WORK REQUIRED:
List every line in the records below that contains the word "bird".

INPUT MATERIAL:
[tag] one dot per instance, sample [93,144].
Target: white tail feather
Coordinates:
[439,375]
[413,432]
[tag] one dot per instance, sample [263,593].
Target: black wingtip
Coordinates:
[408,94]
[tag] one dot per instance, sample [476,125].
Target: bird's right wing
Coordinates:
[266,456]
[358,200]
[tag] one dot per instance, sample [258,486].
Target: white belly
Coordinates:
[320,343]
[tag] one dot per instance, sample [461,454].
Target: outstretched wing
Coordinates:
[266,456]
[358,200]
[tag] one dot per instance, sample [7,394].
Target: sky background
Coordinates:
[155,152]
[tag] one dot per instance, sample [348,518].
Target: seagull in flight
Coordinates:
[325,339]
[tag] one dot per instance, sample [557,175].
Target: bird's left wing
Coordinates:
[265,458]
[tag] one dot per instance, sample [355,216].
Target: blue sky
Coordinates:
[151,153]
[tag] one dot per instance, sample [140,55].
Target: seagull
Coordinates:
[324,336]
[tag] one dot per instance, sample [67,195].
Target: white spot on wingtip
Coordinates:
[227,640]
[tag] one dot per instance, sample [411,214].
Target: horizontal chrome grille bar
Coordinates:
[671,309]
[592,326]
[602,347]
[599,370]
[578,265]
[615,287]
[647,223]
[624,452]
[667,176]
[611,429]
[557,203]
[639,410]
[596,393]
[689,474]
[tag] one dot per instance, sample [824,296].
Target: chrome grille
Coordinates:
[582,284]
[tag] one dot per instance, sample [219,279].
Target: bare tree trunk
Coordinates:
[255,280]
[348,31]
* * *
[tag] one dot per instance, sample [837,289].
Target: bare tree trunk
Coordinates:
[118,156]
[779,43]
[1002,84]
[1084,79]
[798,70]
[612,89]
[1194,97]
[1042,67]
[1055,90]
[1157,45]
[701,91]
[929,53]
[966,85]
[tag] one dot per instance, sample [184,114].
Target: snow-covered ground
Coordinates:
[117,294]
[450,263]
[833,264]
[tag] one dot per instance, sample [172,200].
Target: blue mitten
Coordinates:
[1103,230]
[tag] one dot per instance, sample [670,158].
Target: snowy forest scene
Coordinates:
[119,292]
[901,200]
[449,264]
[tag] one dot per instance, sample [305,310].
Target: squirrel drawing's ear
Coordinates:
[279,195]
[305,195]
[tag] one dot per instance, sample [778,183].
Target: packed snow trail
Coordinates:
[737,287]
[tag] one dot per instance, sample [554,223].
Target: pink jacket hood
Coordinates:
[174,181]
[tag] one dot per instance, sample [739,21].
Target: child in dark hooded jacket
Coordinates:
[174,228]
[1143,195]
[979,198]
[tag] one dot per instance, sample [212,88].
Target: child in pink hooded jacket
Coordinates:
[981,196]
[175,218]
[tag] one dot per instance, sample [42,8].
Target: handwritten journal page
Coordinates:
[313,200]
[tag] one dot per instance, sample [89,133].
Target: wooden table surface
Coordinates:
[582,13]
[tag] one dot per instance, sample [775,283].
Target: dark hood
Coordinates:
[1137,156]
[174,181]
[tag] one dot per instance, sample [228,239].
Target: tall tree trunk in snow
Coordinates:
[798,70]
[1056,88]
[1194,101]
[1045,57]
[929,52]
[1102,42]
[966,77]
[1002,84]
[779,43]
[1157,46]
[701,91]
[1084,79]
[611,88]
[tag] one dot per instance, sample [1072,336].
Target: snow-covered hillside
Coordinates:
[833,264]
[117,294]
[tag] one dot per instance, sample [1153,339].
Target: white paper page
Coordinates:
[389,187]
---
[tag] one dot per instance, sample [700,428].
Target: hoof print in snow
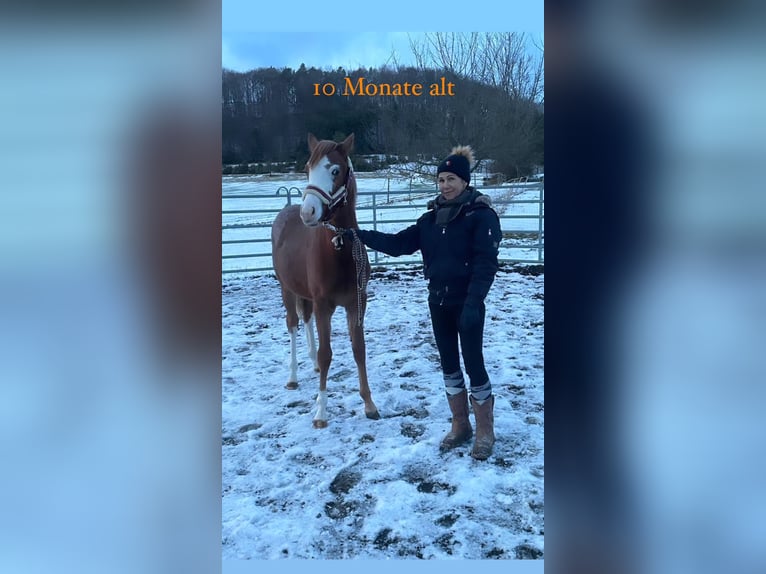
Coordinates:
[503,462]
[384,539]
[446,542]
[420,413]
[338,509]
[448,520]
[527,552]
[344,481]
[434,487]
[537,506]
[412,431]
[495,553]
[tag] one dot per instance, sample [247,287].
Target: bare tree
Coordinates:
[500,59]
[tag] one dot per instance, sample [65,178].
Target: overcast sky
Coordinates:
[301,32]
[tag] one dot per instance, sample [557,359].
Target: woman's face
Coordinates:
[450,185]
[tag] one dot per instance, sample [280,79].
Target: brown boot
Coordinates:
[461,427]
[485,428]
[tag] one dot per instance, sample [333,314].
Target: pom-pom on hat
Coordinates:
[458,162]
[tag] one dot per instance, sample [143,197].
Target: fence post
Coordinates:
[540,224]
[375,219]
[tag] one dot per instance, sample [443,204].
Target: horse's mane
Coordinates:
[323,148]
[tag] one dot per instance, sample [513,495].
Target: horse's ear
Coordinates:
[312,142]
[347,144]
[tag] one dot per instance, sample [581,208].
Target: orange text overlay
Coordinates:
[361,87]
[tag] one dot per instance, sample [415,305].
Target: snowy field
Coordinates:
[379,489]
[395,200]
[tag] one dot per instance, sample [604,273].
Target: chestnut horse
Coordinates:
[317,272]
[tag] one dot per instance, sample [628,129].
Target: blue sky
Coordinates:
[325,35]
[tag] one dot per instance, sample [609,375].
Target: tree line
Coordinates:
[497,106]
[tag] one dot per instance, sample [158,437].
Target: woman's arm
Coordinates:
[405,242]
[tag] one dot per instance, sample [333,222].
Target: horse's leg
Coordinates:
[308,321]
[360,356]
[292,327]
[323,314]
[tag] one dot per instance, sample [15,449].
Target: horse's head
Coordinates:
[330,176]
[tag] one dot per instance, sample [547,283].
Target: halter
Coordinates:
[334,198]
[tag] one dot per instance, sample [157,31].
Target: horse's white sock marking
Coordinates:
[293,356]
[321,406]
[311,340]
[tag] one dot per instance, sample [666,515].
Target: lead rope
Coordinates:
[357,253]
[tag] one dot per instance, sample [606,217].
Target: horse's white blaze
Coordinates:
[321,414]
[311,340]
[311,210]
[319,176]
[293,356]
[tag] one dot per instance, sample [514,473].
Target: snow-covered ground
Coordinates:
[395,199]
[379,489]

SOLUTION TO THIS EXERCISE:
Target: bird's right wing
Target: bird's left wing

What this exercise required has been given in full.